> Task directions:
Each line of the material below needs to be returned exactly as written.

> Source records:
********************

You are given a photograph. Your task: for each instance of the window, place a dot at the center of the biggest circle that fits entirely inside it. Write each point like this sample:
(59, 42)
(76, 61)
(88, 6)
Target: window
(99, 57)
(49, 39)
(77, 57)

********************

> Output for this task:
You are given a photograph. Your task: for each instance of the window, place a dot at the center of the biggest circle that fits entirely inside it. Write each point like this sample:
(59, 42)
(76, 61)
(88, 6)
Target: window
(99, 57)
(49, 39)
(77, 57)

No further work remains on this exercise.